- _LISTED RECORDS_
⁂
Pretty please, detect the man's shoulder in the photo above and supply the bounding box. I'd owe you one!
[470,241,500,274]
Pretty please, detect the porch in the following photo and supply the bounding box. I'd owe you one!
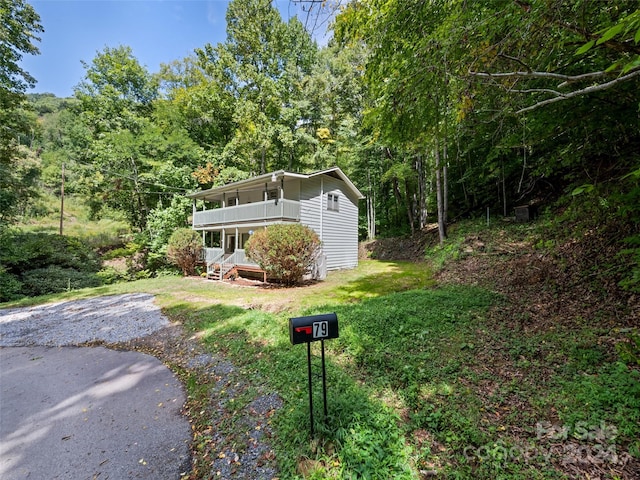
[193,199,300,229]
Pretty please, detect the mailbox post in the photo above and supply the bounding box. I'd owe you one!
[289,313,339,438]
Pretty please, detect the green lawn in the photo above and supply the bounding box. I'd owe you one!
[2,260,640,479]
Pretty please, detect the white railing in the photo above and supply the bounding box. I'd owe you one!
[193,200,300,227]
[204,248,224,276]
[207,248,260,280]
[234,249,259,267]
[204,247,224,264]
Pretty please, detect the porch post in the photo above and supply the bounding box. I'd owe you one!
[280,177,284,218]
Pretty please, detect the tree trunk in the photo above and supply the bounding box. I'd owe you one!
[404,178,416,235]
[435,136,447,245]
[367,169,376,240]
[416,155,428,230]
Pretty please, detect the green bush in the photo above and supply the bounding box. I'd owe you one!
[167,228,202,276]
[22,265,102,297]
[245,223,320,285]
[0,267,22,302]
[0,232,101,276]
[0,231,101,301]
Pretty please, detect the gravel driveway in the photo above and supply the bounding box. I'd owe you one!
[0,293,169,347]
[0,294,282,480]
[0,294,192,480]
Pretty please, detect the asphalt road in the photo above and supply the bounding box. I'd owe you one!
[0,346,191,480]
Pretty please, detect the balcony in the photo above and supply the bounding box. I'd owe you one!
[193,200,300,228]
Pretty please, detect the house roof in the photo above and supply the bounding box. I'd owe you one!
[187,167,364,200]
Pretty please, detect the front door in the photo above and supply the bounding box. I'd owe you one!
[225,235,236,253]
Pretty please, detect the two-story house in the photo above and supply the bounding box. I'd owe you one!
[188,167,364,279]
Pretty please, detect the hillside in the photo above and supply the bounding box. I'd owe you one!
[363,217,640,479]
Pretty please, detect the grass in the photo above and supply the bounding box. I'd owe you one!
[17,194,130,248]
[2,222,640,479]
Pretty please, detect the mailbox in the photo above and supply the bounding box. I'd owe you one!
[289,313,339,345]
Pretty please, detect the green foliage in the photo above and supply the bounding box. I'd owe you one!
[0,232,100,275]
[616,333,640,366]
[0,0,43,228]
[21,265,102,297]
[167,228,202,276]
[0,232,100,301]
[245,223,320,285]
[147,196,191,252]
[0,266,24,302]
⁂
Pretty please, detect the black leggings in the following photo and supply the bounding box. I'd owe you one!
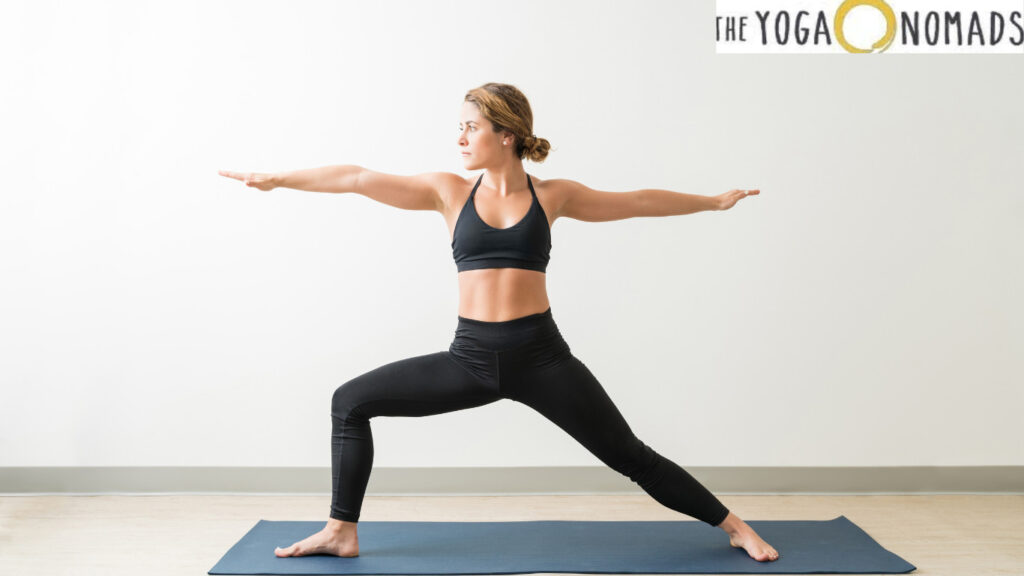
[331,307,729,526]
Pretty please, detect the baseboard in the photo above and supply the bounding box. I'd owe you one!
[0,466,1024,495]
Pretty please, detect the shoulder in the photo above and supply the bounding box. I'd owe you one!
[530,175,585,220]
⁂
- _TASK PROMPT_
Please copy the entries verbatim, from the line containing "Pretty please, detect the man's" through the line containing "[2,260,640,479]", both lines included, and leave out any picture.

- _CORRECT ANSWER_
Pretty please, detect the man's shoulder in the photo above and supply the bounding box. I'd owe you one!
[470,241,500,274]
Pretty please, detect the porch in the following photo and supply the bounding box. I'd owe you one!
[193,199,300,229]
Pretty please, detect the mailbox post in the photo above and supply the bounding box. I'd owe you one!
[289,313,339,438]
Pretty please, detect the green lawn in the photo above and supply the bounding box. I'd owe you one!
[2,260,640,479]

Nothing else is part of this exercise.